PROBLEM DESCRIPTION: Reproduce the data from the line containing "Please pin the recessed" through the end of the data, requests included. Scale every point coordinate in the answers by 1.35 and round to whole numbers, halves up, while leaving the numbers in the requests and their format samples unchanged.

[Data from a source]

------------------------------------------------

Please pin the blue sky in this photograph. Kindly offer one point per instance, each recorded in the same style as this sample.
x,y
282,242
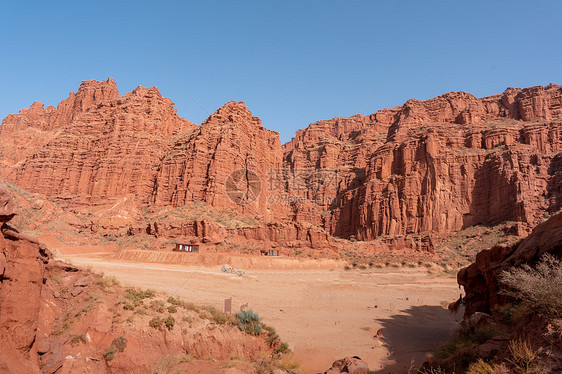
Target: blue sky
x,y
293,62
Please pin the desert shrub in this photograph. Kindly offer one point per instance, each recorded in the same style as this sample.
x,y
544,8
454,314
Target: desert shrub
x,y
77,339
283,348
157,306
436,370
107,282
117,345
218,316
269,365
93,300
133,298
155,322
249,322
462,349
170,322
272,336
480,367
523,357
539,287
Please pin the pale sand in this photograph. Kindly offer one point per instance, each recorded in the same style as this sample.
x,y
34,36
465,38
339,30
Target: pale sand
x,y
323,315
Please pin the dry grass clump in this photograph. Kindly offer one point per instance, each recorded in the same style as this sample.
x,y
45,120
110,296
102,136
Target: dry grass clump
x,y
540,288
524,358
117,345
270,365
171,364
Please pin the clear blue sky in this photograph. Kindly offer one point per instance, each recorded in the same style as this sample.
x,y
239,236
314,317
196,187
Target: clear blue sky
x,y
293,62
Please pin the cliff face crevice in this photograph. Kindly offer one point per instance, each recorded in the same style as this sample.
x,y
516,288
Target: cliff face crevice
x,y
433,166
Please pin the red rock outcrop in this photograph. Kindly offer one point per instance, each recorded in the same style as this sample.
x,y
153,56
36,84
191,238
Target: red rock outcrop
x,y
433,166
55,317
480,279
442,164
197,166
110,151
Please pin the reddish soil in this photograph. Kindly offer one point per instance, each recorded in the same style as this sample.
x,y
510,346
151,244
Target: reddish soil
x,y
322,314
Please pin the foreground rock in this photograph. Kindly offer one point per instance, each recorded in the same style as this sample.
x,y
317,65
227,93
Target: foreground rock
x,y
518,332
55,317
480,279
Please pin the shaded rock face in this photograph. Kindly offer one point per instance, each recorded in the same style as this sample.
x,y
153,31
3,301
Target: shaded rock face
x,y
433,166
439,165
21,276
480,279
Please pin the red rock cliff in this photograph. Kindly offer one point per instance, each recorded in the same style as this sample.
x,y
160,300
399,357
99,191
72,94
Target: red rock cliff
x,y
437,165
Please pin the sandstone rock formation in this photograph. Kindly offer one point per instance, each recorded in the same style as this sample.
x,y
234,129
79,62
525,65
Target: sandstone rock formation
x,y
352,365
55,317
480,279
426,167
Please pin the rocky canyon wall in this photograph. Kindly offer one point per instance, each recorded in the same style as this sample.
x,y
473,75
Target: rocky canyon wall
x,y
433,166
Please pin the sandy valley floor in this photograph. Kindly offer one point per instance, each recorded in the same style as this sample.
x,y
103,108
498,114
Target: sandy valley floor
x,y
323,314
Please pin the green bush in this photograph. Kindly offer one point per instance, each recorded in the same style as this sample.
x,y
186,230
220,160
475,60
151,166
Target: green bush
x,y
540,288
155,322
117,345
249,322
170,322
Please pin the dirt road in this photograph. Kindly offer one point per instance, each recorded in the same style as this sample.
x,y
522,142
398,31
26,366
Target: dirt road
x,y
323,315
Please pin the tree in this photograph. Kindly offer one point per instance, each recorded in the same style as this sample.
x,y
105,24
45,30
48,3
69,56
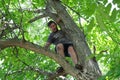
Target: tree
x,y
14,34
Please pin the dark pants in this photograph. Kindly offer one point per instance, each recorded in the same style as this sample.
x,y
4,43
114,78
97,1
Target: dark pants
x,y
65,49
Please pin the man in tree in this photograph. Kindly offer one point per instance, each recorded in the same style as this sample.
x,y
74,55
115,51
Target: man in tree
x,y
63,45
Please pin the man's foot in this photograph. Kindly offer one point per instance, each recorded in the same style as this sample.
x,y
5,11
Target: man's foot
x,y
61,70
80,67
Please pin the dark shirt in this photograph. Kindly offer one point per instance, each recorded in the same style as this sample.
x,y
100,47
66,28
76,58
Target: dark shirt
x,y
58,37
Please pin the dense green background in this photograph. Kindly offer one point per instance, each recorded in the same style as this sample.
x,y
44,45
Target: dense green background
x,y
99,19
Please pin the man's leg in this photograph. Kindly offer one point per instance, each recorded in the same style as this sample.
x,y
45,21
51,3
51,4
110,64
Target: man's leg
x,y
60,49
73,55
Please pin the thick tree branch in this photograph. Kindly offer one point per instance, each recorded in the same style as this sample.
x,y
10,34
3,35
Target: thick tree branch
x,y
38,49
37,17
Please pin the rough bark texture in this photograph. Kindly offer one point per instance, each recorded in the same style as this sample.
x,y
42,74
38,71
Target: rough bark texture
x,y
77,36
55,9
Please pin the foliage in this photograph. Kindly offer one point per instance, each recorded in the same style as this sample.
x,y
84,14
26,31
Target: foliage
x,y
99,20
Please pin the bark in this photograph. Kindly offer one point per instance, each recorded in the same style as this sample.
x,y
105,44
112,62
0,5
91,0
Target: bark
x,y
55,9
76,35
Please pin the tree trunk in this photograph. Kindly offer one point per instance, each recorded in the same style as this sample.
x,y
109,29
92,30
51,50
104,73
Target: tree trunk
x,y
76,35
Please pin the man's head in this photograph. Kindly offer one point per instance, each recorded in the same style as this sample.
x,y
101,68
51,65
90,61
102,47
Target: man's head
x,y
53,26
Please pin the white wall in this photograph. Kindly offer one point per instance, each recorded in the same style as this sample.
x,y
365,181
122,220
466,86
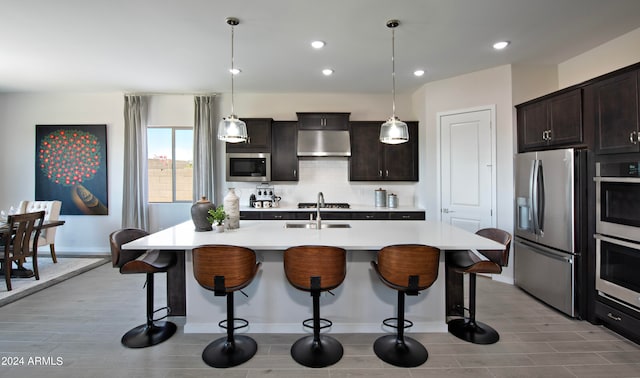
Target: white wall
x,y
610,56
488,87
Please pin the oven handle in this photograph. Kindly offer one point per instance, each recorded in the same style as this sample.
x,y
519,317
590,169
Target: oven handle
x,y
617,241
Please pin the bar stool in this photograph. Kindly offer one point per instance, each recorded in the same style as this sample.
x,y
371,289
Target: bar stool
x,y
472,262
316,269
407,268
148,262
225,269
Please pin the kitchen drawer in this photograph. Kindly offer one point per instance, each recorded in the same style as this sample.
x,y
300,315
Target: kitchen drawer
x,y
619,321
250,215
370,215
407,215
276,215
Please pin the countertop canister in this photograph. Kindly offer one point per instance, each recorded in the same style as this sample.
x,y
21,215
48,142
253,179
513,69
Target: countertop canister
x,y
199,213
232,208
381,198
392,201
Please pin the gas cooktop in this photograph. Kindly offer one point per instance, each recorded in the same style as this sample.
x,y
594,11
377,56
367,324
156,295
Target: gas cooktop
x,y
327,205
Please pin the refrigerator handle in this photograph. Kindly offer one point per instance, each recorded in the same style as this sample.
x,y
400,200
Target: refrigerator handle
x,y
541,198
533,194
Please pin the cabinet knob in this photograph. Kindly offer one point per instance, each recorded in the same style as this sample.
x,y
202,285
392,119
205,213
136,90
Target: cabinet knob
x,y
616,318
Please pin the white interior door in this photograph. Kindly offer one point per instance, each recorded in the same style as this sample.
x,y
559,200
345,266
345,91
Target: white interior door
x,y
467,167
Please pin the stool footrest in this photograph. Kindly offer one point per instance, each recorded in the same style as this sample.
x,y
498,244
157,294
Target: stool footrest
x,y
393,323
243,323
325,323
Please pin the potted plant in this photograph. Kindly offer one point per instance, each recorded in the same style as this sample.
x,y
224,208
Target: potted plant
x,y
217,216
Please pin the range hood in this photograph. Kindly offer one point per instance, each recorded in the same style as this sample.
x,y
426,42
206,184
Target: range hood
x,y
323,143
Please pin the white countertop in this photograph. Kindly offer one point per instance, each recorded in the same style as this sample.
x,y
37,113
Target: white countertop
x,y
363,235
350,209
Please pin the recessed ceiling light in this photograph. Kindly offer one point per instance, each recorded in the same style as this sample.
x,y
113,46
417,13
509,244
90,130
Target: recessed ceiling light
x,y
317,44
501,45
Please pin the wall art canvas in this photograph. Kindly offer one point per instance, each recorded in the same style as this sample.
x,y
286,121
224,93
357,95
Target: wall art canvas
x,y
71,166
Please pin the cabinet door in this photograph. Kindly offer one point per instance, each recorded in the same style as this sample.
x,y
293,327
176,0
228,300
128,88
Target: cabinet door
x,y
364,163
284,159
565,118
323,121
401,160
532,124
616,113
259,133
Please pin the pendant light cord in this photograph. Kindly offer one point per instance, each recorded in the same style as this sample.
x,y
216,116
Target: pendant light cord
x,y
232,70
393,71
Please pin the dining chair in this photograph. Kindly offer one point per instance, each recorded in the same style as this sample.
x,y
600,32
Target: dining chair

------------------------------------------------

COMPLETED EXERCISE:
Please pin the recessed ceiling light in this photograph. Kindly offer one point per instance, each recorded in the same style as this sample.
x,y
113,46
417,13
509,244
90,130
Target: recessed ceiling light
x,y
428,59
676,61
Please pin the wall art canvas in this photograph. Kindly offer one point per instance, each recorded in the same style as this sample.
x,y
286,121
224,93
357,95
Target: wall art canvas
x,y
96,224
Please pin the cabinet door in this photograph. Kindly offer one point per instance, each recorded in the same style as this sample.
x,y
293,327
176,0
228,300
128,88
Target: cabinet door
x,y
491,220
383,215
763,159
436,163
541,216
718,167
832,153
350,180
Please pin the pendant light cord in this photograph. Kindly offer one point per instance, each recorded in the same style as this sample.
x,y
216,116
Target: pendant light cord
x,y
313,95
531,96
Please pin the dining chair in this photograph. Kindly offer one point per instance, each recorded in the same style as this sample.
x,y
600,32
Target: dining chair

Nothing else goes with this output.